• **Task input**
==========

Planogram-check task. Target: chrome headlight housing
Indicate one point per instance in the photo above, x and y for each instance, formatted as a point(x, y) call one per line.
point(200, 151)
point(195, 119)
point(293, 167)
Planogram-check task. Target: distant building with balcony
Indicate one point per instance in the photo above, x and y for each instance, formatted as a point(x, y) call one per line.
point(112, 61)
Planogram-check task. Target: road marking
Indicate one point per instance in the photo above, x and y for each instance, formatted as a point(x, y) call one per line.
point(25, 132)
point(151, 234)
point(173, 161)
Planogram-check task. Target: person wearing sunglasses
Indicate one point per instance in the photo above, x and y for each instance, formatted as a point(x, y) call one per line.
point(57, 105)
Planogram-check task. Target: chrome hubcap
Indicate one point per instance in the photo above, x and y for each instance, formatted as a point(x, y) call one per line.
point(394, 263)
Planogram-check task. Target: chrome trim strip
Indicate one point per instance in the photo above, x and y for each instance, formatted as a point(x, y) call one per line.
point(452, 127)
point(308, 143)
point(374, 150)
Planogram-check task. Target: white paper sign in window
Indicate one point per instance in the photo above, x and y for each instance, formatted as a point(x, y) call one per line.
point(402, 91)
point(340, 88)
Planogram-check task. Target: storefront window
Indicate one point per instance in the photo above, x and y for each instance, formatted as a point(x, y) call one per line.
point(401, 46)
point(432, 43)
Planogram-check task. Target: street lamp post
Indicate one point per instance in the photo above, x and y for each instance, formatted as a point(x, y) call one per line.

==========

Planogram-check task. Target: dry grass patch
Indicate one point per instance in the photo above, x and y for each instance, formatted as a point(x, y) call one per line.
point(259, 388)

==========

• **What is expected**
Turn the records above, from the line with "Planogram-check task. Target: dry grass patch" to the line with "point(259, 388)", into a numbered list. Include both of those lines and leave out any blank lines.

• **Output**
1. Planogram-check task. Target: dry grass patch
2. Indicate one point per instance in the photo above, x and y for each instance, formatted as a point(x, y) call one per line.
3. point(259, 388)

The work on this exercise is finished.